>> Start Dataset rows
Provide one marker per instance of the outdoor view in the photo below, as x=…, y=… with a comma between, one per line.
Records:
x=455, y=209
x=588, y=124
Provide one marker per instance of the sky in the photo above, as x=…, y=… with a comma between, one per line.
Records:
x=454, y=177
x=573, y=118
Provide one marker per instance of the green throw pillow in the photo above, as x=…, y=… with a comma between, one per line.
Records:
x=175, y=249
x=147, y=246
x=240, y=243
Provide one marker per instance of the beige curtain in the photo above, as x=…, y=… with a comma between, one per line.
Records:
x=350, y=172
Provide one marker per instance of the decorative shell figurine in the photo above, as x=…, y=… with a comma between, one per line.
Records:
>> End Dataset rows
>> Start Dataset rows
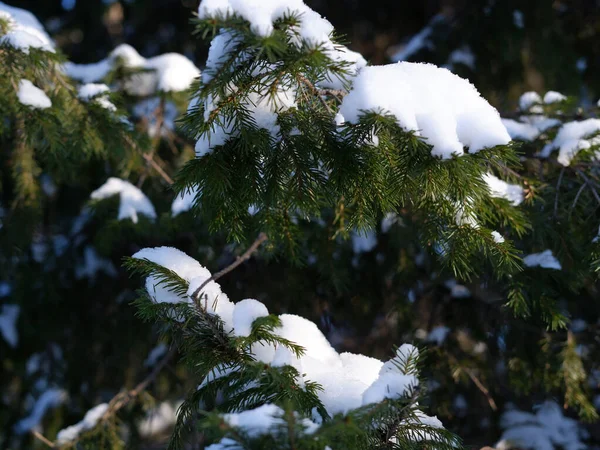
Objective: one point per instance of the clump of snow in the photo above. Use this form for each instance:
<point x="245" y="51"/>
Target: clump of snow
>> End Dataset rows
Task to complete: Edit everything from "Provide one marker per instance of the green" down to "x=350, y=172", swapping "throw pillow" for "cushion" and leaving all else unchanged, and give back only those lines.

Solution to this task:
Provide one marker per instance of the green cushion in the photo above, as x=…, y=… with a comma between, one per line.
Records:
x=175, y=249
x=147, y=246
x=240, y=243
Provide one marker per instance of the beige curtain in the photo above, as x=…, y=… with a comma between, one per line.
Records:
x=350, y=172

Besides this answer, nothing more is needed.